__DATA PROVIDED__
========================================================================

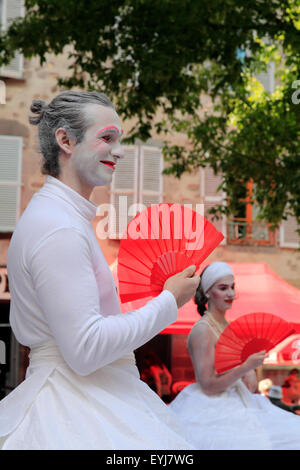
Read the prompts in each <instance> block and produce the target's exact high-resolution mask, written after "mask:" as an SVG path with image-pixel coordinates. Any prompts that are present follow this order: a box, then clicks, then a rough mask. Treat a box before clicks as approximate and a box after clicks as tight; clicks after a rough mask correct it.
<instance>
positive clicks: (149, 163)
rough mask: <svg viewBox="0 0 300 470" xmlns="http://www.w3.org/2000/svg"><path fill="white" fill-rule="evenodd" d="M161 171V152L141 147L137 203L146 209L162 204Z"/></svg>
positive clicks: (156, 147) (158, 148)
mask: <svg viewBox="0 0 300 470" xmlns="http://www.w3.org/2000/svg"><path fill="white" fill-rule="evenodd" d="M162 171H163V158H162V153H161V150H160V149H159V148H157V147H147V146H143V147H141V152H140V183H139V201H140V202H141V203H142V204H144V205H145V206H146V207H148V206H150V205H151V204H159V203H160V202H162V197H163V194H162V193H163V178H162Z"/></svg>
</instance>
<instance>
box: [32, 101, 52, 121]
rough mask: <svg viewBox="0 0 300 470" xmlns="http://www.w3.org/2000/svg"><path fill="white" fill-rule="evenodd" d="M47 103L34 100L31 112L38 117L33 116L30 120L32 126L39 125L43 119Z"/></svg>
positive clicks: (41, 101)
mask: <svg viewBox="0 0 300 470" xmlns="http://www.w3.org/2000/svg"><path fill="white" fill-rule="evenodd" d="M47 106H48V105H47V103H46V102H45V101H44V100H41V99H37V100H33V102H32V104H31V106H30V111H31V112H32V113H34V114H38V116H36V117H35V116H31V117H30V118H29V122H30V124H33V125H37V124H39V122H40V121H41V119H42V118H43V115H44V112H45V110H46V108H47Z"/></svg>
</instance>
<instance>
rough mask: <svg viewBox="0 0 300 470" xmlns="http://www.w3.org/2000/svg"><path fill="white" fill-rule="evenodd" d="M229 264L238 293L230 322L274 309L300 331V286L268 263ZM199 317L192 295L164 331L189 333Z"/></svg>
mask: <svg viewBox="0 0 300 470" xmlns="http://www.w3.org/2000/svg"><path fill="white" fill-rule="evenodd" d="M228 264H229V266H231V268H232V270H233V272H234V276H235V285H236V294H237V297H236V300H235V301H234V303H233V306H232V307H231V309H230V310H228V311H227V314H226V318H227V320H228V321H229V322H230V321H232V320H235V319H236V318H237V317H239V316H240V315H244V314H246V313H252V312H266V313H273V314H274V315H278V316H279V317H281V318H284V319H285V320H287V321H289V322H290V323H292V324H293V327H294V328H295V330H296V332H297V333H298V332H299V333H300V290H299V289H296V287H293V286H291V285H290V284H288V283H287V282H286V281H284V280H283V279H281V278H280V277H279V276H278V275H277V274H276V273H275V272H274V271H272V269H270V268H269V266H268V265H267V264H266V263H228ZM199 318H200V317H199V314H198V312H197V307H196V305H195V303H194V301H193V299H192V300H190V301H189V302H188V303H186V304H185V305H184V306H183V307H182V308H180V309H179V314H178V320H177V321H176V323H173V324H172V325H170V326H169V327H168V328H166V329H165V330H164V331H163V333H174V334H188V333H189V331H190V330H191V328H192V326H193V324H194V323H195V322H196V321H197V320H199Z"/></svg>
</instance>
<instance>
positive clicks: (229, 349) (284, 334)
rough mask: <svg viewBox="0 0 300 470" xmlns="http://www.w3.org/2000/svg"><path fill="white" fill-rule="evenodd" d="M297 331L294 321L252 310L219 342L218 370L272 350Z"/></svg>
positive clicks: (218, 340)
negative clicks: (248, 358)
mask: <svg viewBox="0 0 300 470" xmlns="http://www.w3.org/2000/svg"><path fill="white" fill-rule="evenodd" d="M294 332H295V330H294V329H293V328H292V326H291V325H290V323H288V322H287V321H286V320H283V319H282V318H280V317H277V316H276V315H273V314H271V313H249V314H247V315H243V316H241V317H239V318H237V319H236V320H234V321H232V322H231V323H230V325H229V326H227V328H225V330H224V331H223V333H222V334H221V336H220V337H219V339H218V341H217V344H216V348H215V368H216V372H217V373H218V374H221V373H223V372H226V371H227V370H229V369H232V368H234V367H236V366H238V365H240V364H242V363H243V362H245V360H246V359H247V358H248V357H249V356H251V354H254V353H257V352H260V351H266V352H268V351H270V349H273V348H274V347H275V346H276V345H277V344H279V343H280V342H281V341H283V340H284V339H285V338H287V337H288V336H290V335H291V334H293V333H294Z"/></svg>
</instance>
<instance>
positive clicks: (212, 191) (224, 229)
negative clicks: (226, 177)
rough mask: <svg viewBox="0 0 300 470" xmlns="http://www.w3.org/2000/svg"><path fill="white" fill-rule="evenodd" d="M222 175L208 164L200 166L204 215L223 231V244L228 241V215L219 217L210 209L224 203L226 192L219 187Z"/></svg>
mask: <svg viewBox="0 0 300 470" xmlns="http://www.w3.org/2000/svg"><path fill="white" fill-rule="evenodd" d="M221 181H222V177H221V176H220V175H219V174H217V175H215V173H214V171H213V169H212V168H210V167H209V166H206V167H205V168H200V201H201V203H203V204H204V217H205V218H206V219H208V220H209V221H210V222H211V223H212V224H213V225H214V226H215V227H216V229H217V230H219V232H221V233H223V235H224V237H225V238H224V240H222V242H221V245H224V244H225V243H226V217H225V216H224V215H221V216H219V218H218V219H216V218H214V217H213V214H210V213H209V212H208V211H209V210H210V209H211V208H214V207H216V206H219V205H222V204H223V203H224V196H225V195H224V193H223V192H222V191H218V187H219V185H220V184H221Z"/></svg>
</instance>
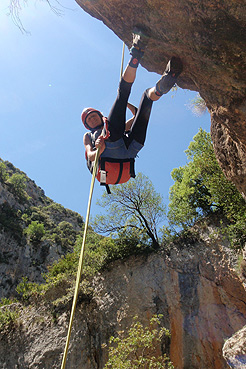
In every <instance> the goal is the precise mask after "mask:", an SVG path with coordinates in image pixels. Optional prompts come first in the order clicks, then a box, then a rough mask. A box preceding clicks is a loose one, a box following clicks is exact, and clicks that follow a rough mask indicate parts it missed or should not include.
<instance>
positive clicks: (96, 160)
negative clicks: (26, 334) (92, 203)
mask: <svg viewBox="0 0 246 369" xmlns="http://www.w3.org/2000/svg"><path fill="white" fill-rule="evenodd" d="M98 160H99V149H97V152H96V158H95V161H94V168H93V173H92V179H91V188H90V195H89V201H88V206H87V214H86V220H85V228H84V235H83V242H82V246H81V251H80V258H79V266H78V272H77V278H76V285H75V291H74V297H73V305H72V310H71V316H70V322H69V327H68V333H67V341H66V346H65V350H64V353H63V359H62V365H61V369H65V366H66V360H67V353H68V346H69V341H70V336H71V331H72V325H73V318H74V314H75V308H76V303H77V299H78V293H79V285H80V279H81V274H82V267H83V260H84V251H85V242H86V236H87V230H88V225H89V218H90V209H91V200H92V194H93V189H94V183H95V178H96V174H97V164H98Z"/></svg>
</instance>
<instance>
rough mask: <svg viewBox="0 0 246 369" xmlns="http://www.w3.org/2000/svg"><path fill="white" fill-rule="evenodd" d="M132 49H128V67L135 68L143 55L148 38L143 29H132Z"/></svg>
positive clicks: (147, 36)
mask: <svg viewBox="0 0 246 369" xmlns="http://www.w3.org/2000/svg"><path fill="white" fill-rule="evenodd" d="M132 36H133V40H132V47H131V48H130V55H131V56H132V58H131V60H130V62H129V65H130V66H131V67H133V68H137V66H138V64H139V62H140V60H141V58H142V57H143V55H144V50H145V47H146V45H147V43H148V40H149V36H148V35H147V33H146V32H144V31H143V29H141V28H139V27H135V28H134V29H133V33H132Z"/></svg>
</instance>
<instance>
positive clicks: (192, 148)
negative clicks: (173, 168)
mask: <svg viewBox="0 0 246 369" xmlns="http://www.w3.org/2000/svg"><path fill="white" fill-rule="evenodd" d="M185 152H186V155H187V158H188V163H187V164H186V165H184V166H183V167H180V168H176V169H174V170H173V171H172V173H171V175H172V178H173V180H174V182H175V183H174V185H173V186H172V187H171V189H170V203H169V213H168V219H169V222H170V224H171V225H173V226H177V227H181V228H187V227H189V226H191V225H192V224H194V222H195V221H197V220H198V219H200V218H201V217H204V216H207V215H209V214H211V213H214V212H215V211H220V213H221V214H223V215H224V217H226V218H227V219H228V221H229V222H230V223H231V227H232V228H231V233H233V231H232V229H234V231H235V230H236V228H237V225H238V226H239V223H240V224H241V223H242V221H243V224H244V225H246V223H245V210H246V207H245V205H246V203H245V200H244V199H243V197H242V196H241V194H240V193H239V192H238V191H237V189H236V187H235V186H234V185H233V184H232V183H231V182H229V181H228V180H227V179H226V177H225V176H224V174H223V172H222V170H221V169H220V167H219V165H218V162H217V160H216V157H215V154H214V150H213V145H212V141H211V137H210V134H209V133H207V132H205V131H204V130H202V129H200V130H199V132H198V133H197V134H196V135H195V136H194V138H193V141H192V142H191V143H190V145H189V147H188V149H187V150H186V151H185ZM240 228H241V231H240V234H241V236H242V237H243V238H242V239H241V241H243V240H244V238H245V236H246V234H245V236H243V234H242V228H243V227H242V224H241V227H240ZM245 233H246V232H245ZM241 241H240V242H241Z"/></svg>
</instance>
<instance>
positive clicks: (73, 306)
mask: <svg viewBox="0 0 246 369" xmlns="http://www.w3.org/2000/svg"><path fill="white" fill-rule="evenodd" d="M124 55H125V43H123V49H122V57H121V70H120V78H121V77H122V74H123V65H124ZM98 160H99V149H97V152H96V158H95V161H94V168H93V173H92V179H91V188H90V194H89V201H88V206H87V214H86V220H85V228H84V235H83V242H82V246H81V251H80V258H79V266H78V271H77V278H76V285H75V291H74V297H73V305H72V309H71V315H70V321H69V326H68V333H67V340H66V345H65V349H64V353H63V358H62V365H61V369H65V366H66V360H67V354H68V347H69V342H70V337H71V331H72V325H73V319H74V314H75V308H76V304H77V300H78V293H79V285H80V279H81V274H82V268H83V261H84V253H85V242H86V237H87V230H88V225H89V218H90V210H91V201H92V194H93V189H94V183H95V179H96V174H97V165H98Z"/></svg>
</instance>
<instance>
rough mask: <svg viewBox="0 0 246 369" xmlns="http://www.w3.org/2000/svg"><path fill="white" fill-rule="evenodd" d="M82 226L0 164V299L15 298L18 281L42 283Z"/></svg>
mask: <svg viewBox="0 0 246 369" xmlns="http://www.w3.org/2000/svg"><path fill="white" fill-rule="evenodd" d="M82 224H83V219H82V217H81V216H80V215H79V214H77V213H75V212H73V211H71V210H68V209H65V208H64V207H63V206H61V205H59V204H57V203H55V202H54V201H52V200H51V199H49V198H48V197H47V196H45V193H44V191H43V190H42V189H41V188H40V187H38V186H37V185H36V184H35V182H34V181H32V180H31V179H30V178H28V177H27V176H26V174H25V173H23V172H21V171H20V170H19V169H17V168H15V167H14V166H13V165H12V164H11V163H9V162H4V161H2V160H0V299H1V298H2V297H8V296H11V295H15V288H16V286H17V284H18V283H19V282H20V281H21V280H22V277H28V279H29V280H30V281H35V282H42V281H43V277H42V274H43V273H45V272H47V266H48V265H51V264H52V263H53V262H54V261H55V260H57V259H59V258H60V257H61V255H64V254H66V253H67V252H69V251H72V246H73V244H74V242H75V239H76V236H77V234H78V233H79V232H80V231H81V227H82Z"/></svg>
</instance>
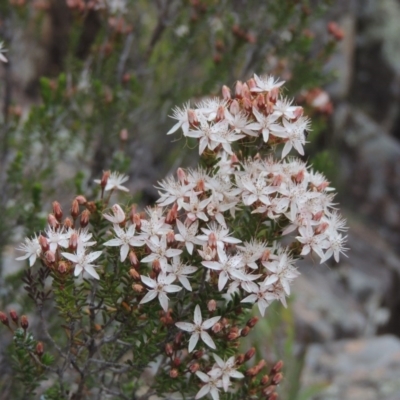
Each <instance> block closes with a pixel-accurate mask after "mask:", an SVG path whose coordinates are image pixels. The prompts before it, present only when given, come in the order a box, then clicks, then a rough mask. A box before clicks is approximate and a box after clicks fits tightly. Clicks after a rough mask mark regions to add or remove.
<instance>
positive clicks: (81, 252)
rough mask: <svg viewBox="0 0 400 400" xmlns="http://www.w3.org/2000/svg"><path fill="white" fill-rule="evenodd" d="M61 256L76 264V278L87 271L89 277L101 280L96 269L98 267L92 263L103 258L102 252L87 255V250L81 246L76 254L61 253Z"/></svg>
mask: <svg viewBox="0 0 400 400" xmlns="http://www.w3.org/2000/svg"><path fill="white" fill-rule="evenodd" d="M61 255H62V256H63V257H65V258H66V259H67V260H69V261H72V262H73V263H74V264H75V270H74V275H75V276H78V275H79V274H80V273H81V272H82V271H85V272H87V273H88V274H89V275H92V276H93V278H96V279H100V277H99V275H98V274H97V272H96V270H95V269H94V268H95V267H97V265H93V264H91V262H92V261H94V260H96V259H97V258H99V257H100V256H101V251H95V252H93V253H88V254H86V253H85V248H84V247H83V246H79V247H78V248H77V250H76V253H75V254H71V253H61Z"/></svg>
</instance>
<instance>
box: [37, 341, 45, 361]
mask: <svg viewBox="0 0 400 400" xmlns="http://www.w3.org/2000/svg"><path fill="white" fill-rule="evenodd" d="M43 353H44V346H43V343H42V342H37V344H36V354H37V355H38V357H39V358H40V357H42V355H43Z"/></svg>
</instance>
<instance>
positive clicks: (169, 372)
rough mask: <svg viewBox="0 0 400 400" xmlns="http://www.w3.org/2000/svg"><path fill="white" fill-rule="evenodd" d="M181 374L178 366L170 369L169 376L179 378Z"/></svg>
mask: <svg viewBox="0 0 400 400" xmlns="http://www.w3.org/2000/svg"><path fill="white" fill-rule="evenodd" d="M178 375H179V372H178V370H177V369H176V368H172V369H171V371H169V376H170V377H171V378H172V379H174V378H177V377H178Z"/></svg>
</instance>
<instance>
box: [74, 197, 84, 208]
mask: <svg viewBox="0 0 400 400" xmlns="http://www.w3.org/2000/svg"><path fill="white" fill-rule="evenodd" d="M75 200H76V201H77V202H78V204H80V205H81V206H83V205H85V204H86V203H87V200H86V197H85V196H82V195H79V196H76V197H75Z"/></svg>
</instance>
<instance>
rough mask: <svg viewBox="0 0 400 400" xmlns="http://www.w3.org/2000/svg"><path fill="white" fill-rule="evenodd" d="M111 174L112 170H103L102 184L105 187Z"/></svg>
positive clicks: (101, 177) (101, 183) (102, 186)
mask: <svg viewBox="0 0 400 400" xmlns="http://www.w3.org/2000/svg"><path fill="white" fill-rule="evenodd" d="M110 175H111V171H103V176H102V177H101V181H100V186H101V187H102V188H103V189H104V188H105V187H106V186H107V182H108V178H109V177H110Z"/></svg>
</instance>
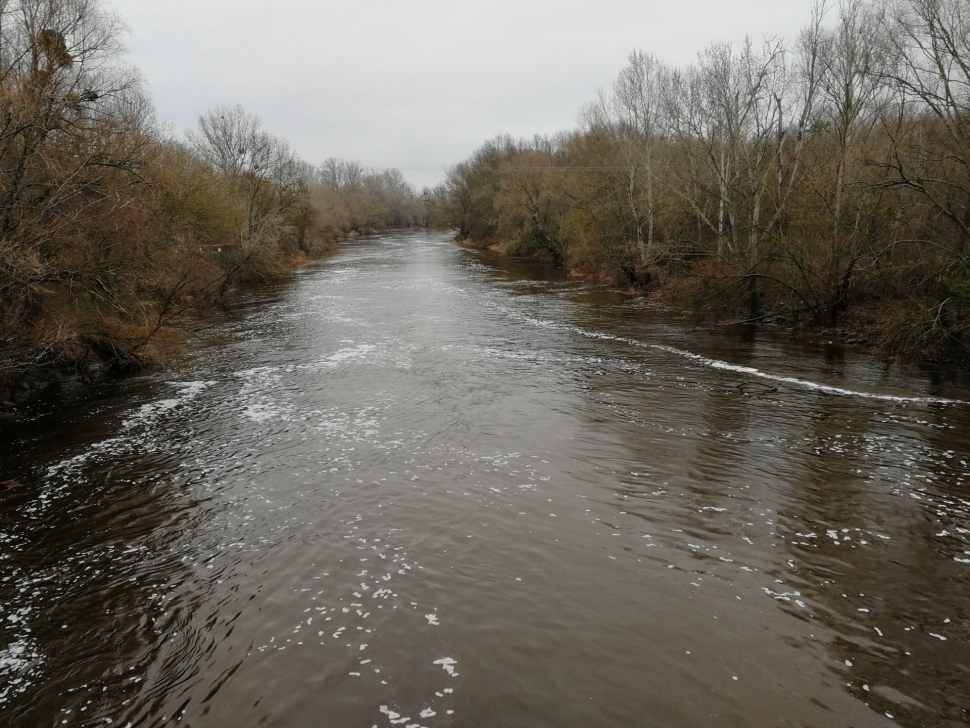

========================================================================

Retype the items from their beginning up to and including the line with "positive clicks: (149, 163)". Leave out the pictures.

Read the prompts in each <instance> block and produce the target's exact high-resolution mask, written after "mask:" as an SVG path with image-pixel coordinates. Any prompts that are present follow this order: a box, then clicks, then a rough mask. Treat a box before clicks as approximate and a box after clicks as tight; clicks after a rough mask correct it.
<instance>
positive clicks: (149, 163)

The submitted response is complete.